START Input material

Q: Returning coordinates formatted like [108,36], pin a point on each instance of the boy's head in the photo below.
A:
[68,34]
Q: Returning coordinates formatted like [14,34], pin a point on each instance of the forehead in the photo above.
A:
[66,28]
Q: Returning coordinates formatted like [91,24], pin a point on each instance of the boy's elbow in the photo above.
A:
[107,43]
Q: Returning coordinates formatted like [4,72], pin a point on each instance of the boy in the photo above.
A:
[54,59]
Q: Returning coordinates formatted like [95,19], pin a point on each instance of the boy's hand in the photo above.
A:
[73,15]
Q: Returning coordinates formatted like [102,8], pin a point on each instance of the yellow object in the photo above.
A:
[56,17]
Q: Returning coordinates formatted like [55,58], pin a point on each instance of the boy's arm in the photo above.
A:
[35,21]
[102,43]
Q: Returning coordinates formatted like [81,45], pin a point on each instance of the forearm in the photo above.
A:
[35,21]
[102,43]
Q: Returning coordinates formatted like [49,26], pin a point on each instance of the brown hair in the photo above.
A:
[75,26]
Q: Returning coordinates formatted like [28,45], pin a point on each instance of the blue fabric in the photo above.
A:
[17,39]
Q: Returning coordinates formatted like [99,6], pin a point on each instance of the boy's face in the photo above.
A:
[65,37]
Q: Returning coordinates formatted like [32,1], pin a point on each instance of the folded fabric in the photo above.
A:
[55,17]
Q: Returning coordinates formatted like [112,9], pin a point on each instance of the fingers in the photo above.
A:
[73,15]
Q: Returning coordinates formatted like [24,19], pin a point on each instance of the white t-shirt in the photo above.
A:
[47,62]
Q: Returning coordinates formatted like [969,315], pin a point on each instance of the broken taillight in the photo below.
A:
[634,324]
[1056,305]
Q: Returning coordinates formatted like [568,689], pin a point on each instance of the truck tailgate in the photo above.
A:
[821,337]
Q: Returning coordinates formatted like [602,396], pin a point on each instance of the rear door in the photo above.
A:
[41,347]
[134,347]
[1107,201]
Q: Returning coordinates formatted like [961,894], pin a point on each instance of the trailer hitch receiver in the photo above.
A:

END Input material

◆ **How to complete this task**: Go through the records line by line, and copy each line that holds the string "fabric".

◆ **Response to the exercise**:
Q: Returning coordinates formatted like [28,45], pin a point on each instance of the blue fabric in the photo above.
Q: Returning coordinates formatted like [32,1], pin a point on each instance of the folded fabric in the photo above.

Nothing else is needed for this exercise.